------ Available data

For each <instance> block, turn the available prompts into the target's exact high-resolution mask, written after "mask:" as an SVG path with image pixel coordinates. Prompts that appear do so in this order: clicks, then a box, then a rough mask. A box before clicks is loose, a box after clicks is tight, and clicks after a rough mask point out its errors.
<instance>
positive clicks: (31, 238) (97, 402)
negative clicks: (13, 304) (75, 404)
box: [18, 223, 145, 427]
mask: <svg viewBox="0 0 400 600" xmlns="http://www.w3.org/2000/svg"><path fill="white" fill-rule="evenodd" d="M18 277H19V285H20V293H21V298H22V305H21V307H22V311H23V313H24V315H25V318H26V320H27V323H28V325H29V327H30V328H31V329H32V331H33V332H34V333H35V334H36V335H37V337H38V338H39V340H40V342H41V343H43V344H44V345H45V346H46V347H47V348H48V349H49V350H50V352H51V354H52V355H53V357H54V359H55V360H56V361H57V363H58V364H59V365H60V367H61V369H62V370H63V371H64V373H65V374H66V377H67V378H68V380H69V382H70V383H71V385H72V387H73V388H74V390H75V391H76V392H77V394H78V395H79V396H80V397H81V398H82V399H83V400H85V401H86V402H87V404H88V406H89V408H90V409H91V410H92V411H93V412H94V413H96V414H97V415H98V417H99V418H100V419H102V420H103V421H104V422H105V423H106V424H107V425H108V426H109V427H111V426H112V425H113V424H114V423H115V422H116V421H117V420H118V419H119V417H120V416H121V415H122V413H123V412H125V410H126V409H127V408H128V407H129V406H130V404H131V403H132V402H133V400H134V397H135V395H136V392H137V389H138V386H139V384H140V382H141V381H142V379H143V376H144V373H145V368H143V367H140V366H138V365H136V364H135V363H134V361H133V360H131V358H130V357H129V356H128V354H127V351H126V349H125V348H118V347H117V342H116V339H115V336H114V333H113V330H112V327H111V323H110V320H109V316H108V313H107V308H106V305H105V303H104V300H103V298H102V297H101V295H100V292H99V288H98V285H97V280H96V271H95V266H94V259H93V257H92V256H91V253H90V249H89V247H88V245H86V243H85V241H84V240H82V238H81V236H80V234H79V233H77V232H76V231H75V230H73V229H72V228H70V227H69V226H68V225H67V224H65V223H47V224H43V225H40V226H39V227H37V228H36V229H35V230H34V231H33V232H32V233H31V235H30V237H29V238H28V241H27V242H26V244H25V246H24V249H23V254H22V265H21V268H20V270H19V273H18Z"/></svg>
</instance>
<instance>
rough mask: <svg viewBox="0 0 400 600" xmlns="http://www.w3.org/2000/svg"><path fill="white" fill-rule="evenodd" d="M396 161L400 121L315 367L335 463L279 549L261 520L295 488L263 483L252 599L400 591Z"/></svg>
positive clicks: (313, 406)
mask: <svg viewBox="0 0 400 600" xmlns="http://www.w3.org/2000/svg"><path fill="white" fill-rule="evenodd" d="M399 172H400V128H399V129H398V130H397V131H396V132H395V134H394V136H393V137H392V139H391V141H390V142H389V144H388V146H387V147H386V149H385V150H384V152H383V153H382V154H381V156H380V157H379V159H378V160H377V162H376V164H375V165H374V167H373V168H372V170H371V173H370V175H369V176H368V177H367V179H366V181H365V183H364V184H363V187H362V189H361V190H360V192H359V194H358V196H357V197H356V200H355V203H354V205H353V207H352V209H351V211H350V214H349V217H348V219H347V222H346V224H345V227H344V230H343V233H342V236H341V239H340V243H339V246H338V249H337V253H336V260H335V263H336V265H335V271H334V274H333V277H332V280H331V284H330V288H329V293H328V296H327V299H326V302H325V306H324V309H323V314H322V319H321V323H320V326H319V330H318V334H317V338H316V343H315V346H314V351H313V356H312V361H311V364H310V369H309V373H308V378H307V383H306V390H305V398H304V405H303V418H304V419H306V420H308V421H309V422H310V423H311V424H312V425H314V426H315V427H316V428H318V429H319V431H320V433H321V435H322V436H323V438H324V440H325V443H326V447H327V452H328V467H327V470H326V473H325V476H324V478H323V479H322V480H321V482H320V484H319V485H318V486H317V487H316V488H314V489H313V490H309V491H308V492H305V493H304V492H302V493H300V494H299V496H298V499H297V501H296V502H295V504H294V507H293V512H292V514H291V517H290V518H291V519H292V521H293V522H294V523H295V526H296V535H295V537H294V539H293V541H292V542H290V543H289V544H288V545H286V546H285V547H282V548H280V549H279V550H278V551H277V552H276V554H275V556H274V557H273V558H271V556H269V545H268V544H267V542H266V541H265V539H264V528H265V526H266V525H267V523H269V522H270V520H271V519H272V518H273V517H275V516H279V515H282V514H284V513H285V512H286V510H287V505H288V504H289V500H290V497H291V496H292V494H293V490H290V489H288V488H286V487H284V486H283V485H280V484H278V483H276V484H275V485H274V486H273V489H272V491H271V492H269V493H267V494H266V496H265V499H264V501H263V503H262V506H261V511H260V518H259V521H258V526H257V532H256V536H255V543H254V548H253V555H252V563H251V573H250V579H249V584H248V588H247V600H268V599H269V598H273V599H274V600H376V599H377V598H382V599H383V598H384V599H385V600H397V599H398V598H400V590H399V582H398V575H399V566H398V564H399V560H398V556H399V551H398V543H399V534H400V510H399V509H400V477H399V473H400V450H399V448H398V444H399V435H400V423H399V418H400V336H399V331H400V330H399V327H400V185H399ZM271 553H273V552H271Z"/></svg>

------------

- _Task to carry out_
Retype the material above in full, with nothing altered.

- _Expected output_
For each <instance> block, turn the available prompts into the target's exact high-resolution mask, written after "mask:" as an SVG path with image pixel coordinates. Prompts that appear do so in this order: clicks, then a box, then a rough mask. A box before clicks is loose, a box after clicks is tight, and clicks after a rough mask point out its errors.
<instance>
positive clicks: (31, 238) (97, 402)
negative clicks: (13, 304) (75, 404)
box: [18, 223, 145, 427]
mask: <svg viewBox="0 0 400 600" xmlns="http://www.w3.org/2000/svg"><path fill="white" fill-rule="evenodd" d="M18 277H19V285H20V293H21V298H22V305H21V307H22V311H23V313H24V315H25V318H26V320H27V323H28V325H29V327H30V328H31V329H32V331H33V332H34V333H35V334H36V335H37V337H38V338H39V340H40V342H41V343H43V344H44V345H45V346H46V347H47V348H48V349H49V350H50V352H51V354H52V355H53V357H54V359H55V360H56V361H57V363H58V364H59V365H60V367H61V369H62V370H63V371H64V373H65V374H66V377H67V378H68V380H69V382H70V383H71V385H72V387H73V388H74V390H75V391H76V392H77V394H78V395H79V396H80V397H81V398H82V399H83V400H85V401H86V402H87V404H88V406H89V408H90V409H91V410H92V411H93V412H94V413H96V414H97V415H98V417H99V418H100V419H102V420H103V421H104V422H105V423H106V424H107V425H108V426H109V427H111V426H112V425H113V424H114V423H115V422H116V421H117V420H118V419H119V417H120V416H121V415H122V413H123V412H125V410H126V409H127V408H128V407H129V406H130V404H131V403H132V402H133V400H134V397H135V395H136V392H137V389H138V386H139V384H140V382H141V381H142V379H143V376H144V373H145V368H143V367H140V366H138V365H136V364H135V363H134V361H133V360H131V358H130V357H129V356H128V354H127V351H126V349H125V348H118V347H117V342H116V339H115V336H114V333H113V330H112V327H111V323H110V320H109V316H108V313H107V308H106V305H105V303H104V300H103V298H102V297H101V295H100V292H99V288H98V285H97V280H96V271H95V266H94V259H93V257H92V256H91V253H90V249H89V247H88V245H86V243H85V241H84V240H82V238H81V236H80V234H79V233H77V232H76V231H75V230H73V229H72V228H70V227H69V226H68V225H67V224H65V223H47V224H43V225H40V226H39V227H37V228H36V229H35V230H34V231H33V232H32V233H31V235H30V237H29V238H28V241H27V242H26V244H25V246H24V249H23V254H22V265H21V268H20V270H19V273H18Z"/></svg>
</instance>
<instance>
rough mask: <svg viewBox="0 0 400 600" xmlns="http://www.w3.org/2000/svg"><path fill="white" fill-rule="evenodd" d="M396 161L400 121L315 367L335 463L279 549L261 520L295 488L263 483L252 599L400 591Z"/></svg>
positive clicks: (313, 406)
mask: <svg viewBox="0 0 400 600" xmlns="http://www.w3.org/2000/svg"><path fill="white" fill-rule="evenodd" d="M399 172H400V128H399V129H398V130H397V131H396V132H395V134H394V136H393V137H392V139H391V141H390V142H389V144H388V146H387V147H386V149H385V150H384V152H383V153H382V154H381V156H380V157H379V159H378V160H377V162H376V164H375V165H374V167H373V168H372V170H371V173H370V175H369V176H368V177H367V179H366V181H365V183H364V184H363V187H362V189H361V190H360V192H359V194H358V196H357V197H356V200H355V203H354V205H353V207H352V209H351V211H350V214H349V217H348V219H347V222H346V224H345V227H344V230H343V233H342V236H341V239H340V243H339V246H338V249H337V253H336V260H335V263H336V265H335V271H334V274H333V277H332V280H331V284H330V288H329V293H328V296H327V299H326V302H325V306H324V309H323V314H322V319H321V323H320V326H319V330H318V334H317V338H316V343H315V346H314V351H313V356H312V361H311V364H310V369H309V373H308V378H307V383H306V390H305V398H304V405H303V418H304V419H306V420H308V421H309V422H310V423H311V424H312V425H314V426H315V427H316V428H318V429H319V431H320V433H321V435H322V436H323V438H324V440H325V443H326V447H327V452H328V467H327V470H326V473H325V476H324V478H323V479H322V480H321V482H320V484H319V485H318V486H317V487H316V488H314V489H313V490H309V491H308V492H305V493H304V492H302V493H300V494H299V496H298V499H297V501H296V502H295V504H294V507H293V512H292V514H291V517H290V518H291V519H292V521H293V522H294V523H295V526H296V535H295V537H294V539H293V541H292V542H290V543H289V544H288V545H286V546H285V547H282V548H280V549H279V550H278V551H277V552H276V554H275V556H274V557H273V558H271V556H269V545H268V544H267V542H266V541H265V539H264V528H265V526H266V525H267V523H269V522H270V520H271V519H272V518H273V517H275V516H279V515H282V514H284V513H285V512H286V510H287V505H288V504H289V500H290V497H291V496H292V494H293V490H290V489H288V488H286V487H284V486H283V485H280V484H278V483H276V484H275V485H274V486H273V489H272V491H271V492H269V493H267V494H266V496H265V499H264V501H263V503H262V506H261V511H260V518H259V521H258V526H257V532H256V536H255V543H254V548H253V555H252V563H251V573H250V579H249V584H248V588H247V600H268V599H269V598H273V599H274V600H376V599H377V598H382V599H383V598H384V599H385V600H397V599H398V598H400V590H399V582H398V575H399V566H398V564H399V560H398V556H399V551H398V543H399V534H400V510H399V509H400V477H399V473H400V450H399V448H398V444H399V435H400V423H399V418H400V336H399V331H400V330H399V327H400V185H399ZM271 553H273V552H271Z"/></svg>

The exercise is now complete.